[[ EXTRACTED DATA, beginning ]]

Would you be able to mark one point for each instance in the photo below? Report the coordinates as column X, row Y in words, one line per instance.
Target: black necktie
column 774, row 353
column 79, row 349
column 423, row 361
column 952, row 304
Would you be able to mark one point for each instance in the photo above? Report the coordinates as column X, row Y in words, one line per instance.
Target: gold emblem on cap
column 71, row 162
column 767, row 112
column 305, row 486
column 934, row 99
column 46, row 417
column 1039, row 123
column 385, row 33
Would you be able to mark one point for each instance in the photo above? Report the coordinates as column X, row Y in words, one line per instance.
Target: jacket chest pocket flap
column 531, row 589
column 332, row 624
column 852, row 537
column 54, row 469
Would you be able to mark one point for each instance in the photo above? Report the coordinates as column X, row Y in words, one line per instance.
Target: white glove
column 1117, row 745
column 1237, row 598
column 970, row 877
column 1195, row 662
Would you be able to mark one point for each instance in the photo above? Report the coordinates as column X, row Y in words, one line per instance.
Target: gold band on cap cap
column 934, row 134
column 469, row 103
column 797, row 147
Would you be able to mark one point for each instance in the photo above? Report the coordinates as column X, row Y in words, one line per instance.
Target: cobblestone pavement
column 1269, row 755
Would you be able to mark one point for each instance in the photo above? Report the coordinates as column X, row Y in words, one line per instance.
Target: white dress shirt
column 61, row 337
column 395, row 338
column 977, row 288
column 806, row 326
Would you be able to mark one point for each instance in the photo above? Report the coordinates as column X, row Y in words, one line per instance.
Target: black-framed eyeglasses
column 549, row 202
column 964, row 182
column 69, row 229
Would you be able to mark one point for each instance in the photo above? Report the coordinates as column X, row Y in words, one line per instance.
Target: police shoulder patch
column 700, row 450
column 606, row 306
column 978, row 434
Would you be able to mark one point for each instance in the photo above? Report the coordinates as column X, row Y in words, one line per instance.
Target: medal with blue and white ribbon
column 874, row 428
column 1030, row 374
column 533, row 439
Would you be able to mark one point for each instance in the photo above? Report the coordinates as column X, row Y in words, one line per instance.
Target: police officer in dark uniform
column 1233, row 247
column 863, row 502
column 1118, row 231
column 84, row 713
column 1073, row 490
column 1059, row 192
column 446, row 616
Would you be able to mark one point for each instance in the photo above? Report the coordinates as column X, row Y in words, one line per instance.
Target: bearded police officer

[[ EXTRACTED DATA, end ]]

=== TASK BRIEF ===
The records above should be reproduced in full, exactly as they read.

=== TASK RESULT ===
Would you be able to mark one point for each instance in the photo below? Report the coordinates as column X, row Y in words, one line per instance.
Target: black necktie
column 774, row 353
column 79, row 349
column 423, row 361
column 952, row 304
Would you be able to mark one point for each instance in the photo above? Report the coordinates as column X, row Y in words, one line per instance.
Target: gold emblem on cap
column 71, row 162
column 767, row 112
column 305, row 486
column 934, row 99
column 46, row 417
column 1039, row 123
column 385, row 33
Would you be able to mark one point for each instance in the photo above? Report the coordinates as column X, row Y in words, one line per instance.
Target: jacket chest pocket flap
column 531, row 589
column 332, row 624
column 852, row 537
column 54, row 469
Would you be able to mark one point for each instance in the photo above? Report the coordinates as column X, row Y in words, one line per instance.
Target: white glove
column 1117, row 745
column 1237, row 598
column 970, row 877
column 1195, row 662
Would you be able to mark one point for each instance in the photo above? Report the coordinates as column X, row Y in words, one line per instance.
Target: gold band on cap cap
column 934, row 134
column 469, row 103
column 797, row 147
Would you be able to mark one point for each instance in the photo above? Report the coordinates as column X, row Y in words, one line per instance.
Target: cobblestone pavement
column 1269, row 755
Would you be able to mark one point for each instance in the photo above? Report the coordinates as column X, row Y in words, one line per instance.
Target: white dress shirt
column 61, row 337
column 395, row 338
column 977, row 288
column 806, row 326
Would you be able to mark one point for each instance in the photo above? Report the coordinates as column X, row Y in words, one line per instance.
Target: black-framed eyeglasses
column 549, row 202
column 964, row 182
column 69, row 229
Would you be able to mark one point for each instance in the photo above? Report the coordinates as column X, row Y in words, one line per instance.
Target: police shoulder patch
column 700, row 450
column 606, row 306
column 978, row 434
Would you be able to mark one point for each instance in the photo above? Report the coordinates as column X, row Y in words, one line per instance.
Target: medal with blue and white ribbon
column 874, row 428
column 1030, row 374
column 533, row 439
Would you be able to mark one point for each instance in the photo above? Report the coordinates as column X, row Y in words, one line per instance.
Target: police officer in dark uniform
column 1233, row 247
column 863, row 502
column 1118, row 231
column 84, row 713
column 1073, row 490
column 1059, row 192
column 446, row 616
Would you be able to mark one point for each instance in the photo above? Report the coordinates as column X, row Y in words, one line per instance.
Target: bearded police officer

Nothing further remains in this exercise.